*** DATA SECTION

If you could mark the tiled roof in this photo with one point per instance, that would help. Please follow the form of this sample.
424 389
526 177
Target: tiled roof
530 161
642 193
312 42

******
*** DATA SECTION

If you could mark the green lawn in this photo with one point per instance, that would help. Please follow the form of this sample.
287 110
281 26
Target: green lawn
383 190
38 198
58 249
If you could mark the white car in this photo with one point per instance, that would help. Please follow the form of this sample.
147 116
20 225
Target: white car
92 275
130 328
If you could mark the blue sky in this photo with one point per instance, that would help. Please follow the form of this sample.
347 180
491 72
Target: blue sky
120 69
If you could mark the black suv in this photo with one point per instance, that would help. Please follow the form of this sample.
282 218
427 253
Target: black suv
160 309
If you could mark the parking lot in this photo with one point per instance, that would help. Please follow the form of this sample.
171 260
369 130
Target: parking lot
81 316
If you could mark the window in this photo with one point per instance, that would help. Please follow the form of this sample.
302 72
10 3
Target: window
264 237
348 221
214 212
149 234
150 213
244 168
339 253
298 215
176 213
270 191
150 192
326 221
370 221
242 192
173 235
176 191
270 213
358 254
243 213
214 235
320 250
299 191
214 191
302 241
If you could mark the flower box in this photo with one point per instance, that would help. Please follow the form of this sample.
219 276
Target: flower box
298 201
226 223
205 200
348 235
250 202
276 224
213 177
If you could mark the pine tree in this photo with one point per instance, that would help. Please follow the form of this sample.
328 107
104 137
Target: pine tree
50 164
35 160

******
*** DATA SECTION

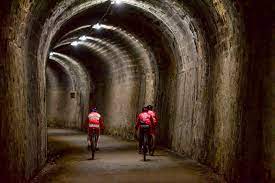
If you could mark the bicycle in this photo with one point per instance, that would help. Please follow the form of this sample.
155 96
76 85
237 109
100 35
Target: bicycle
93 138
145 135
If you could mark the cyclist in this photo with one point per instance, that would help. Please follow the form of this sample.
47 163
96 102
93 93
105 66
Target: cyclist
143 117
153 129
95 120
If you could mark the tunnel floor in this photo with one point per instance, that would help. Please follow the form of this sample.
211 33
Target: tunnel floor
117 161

******

DESCRIPTION OF THE TASK. Report how many lines of the records contain the string "white", treating uppercase and lowercase as different. Give only the number.

CORRECT RESPONSE. 2